Go through the records, and copy each line in which the string "above" is present.
-- Opening Marker --
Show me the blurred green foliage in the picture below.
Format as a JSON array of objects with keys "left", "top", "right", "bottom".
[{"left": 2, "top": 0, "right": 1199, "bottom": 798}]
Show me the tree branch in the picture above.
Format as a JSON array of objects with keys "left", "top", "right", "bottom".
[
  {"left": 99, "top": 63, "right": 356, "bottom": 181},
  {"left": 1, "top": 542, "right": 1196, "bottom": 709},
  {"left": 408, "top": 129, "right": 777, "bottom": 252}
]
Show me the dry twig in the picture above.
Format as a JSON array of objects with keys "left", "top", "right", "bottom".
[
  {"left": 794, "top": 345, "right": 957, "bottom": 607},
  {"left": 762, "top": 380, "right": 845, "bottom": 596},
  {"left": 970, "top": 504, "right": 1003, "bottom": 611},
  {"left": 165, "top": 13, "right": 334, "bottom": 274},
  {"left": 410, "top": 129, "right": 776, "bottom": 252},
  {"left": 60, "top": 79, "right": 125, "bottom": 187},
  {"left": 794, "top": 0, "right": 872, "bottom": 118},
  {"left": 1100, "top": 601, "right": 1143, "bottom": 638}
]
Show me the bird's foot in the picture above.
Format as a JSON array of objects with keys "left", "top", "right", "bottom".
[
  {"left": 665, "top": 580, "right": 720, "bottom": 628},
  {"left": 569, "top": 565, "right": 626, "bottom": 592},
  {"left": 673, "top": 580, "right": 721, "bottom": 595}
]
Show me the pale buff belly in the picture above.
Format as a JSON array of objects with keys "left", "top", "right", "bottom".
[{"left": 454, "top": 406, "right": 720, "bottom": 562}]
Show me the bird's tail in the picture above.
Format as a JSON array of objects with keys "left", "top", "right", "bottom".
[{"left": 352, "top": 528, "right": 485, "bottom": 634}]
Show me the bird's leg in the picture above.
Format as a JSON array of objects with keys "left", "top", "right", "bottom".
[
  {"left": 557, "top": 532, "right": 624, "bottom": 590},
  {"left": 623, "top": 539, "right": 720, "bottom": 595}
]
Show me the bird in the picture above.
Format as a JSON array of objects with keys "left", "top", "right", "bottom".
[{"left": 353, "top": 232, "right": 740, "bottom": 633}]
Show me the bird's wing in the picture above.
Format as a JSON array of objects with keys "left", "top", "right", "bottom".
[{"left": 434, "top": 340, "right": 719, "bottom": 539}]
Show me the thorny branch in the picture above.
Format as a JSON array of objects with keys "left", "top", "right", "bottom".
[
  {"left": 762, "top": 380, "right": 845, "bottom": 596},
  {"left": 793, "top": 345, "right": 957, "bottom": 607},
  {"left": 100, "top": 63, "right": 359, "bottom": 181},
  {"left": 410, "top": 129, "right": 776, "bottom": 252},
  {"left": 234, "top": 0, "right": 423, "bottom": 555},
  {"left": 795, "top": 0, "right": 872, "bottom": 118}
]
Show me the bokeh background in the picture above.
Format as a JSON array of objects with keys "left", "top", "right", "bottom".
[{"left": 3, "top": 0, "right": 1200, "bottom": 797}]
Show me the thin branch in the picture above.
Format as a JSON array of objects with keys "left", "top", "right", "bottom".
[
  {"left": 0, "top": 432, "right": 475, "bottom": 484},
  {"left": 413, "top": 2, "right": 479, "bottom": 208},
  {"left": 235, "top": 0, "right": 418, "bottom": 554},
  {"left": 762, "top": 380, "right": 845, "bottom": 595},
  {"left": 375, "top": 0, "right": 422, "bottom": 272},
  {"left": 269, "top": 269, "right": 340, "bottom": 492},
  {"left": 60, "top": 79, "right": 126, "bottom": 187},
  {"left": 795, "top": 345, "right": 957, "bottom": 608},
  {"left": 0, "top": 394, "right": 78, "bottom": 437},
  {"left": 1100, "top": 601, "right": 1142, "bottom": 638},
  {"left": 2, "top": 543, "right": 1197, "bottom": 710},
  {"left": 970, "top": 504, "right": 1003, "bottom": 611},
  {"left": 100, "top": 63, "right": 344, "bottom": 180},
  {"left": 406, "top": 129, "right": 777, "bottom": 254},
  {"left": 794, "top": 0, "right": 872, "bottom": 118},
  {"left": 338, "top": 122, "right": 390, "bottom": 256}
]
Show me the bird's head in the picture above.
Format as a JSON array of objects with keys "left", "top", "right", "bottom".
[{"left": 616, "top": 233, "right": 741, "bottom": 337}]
-- Closing Marker --
→ **Task answer**:
Show me the tree branch in the picture above.
Show me the dry twig in the picture above.
Show me the bird's foot in the picture above.
Show me the pale buff belly in the picture above.
Show me the bird's tail in the picture above.
Show me the bird's leg in the picture above.
Show me the bird in the picture above.
Show me the bird's wing in the picture above.
Show me the thorny branch in the picture above.
Show me the bokeh background in the picture above.
Show me the thin branch in the picture above.
Show me the bird's head in the picture above.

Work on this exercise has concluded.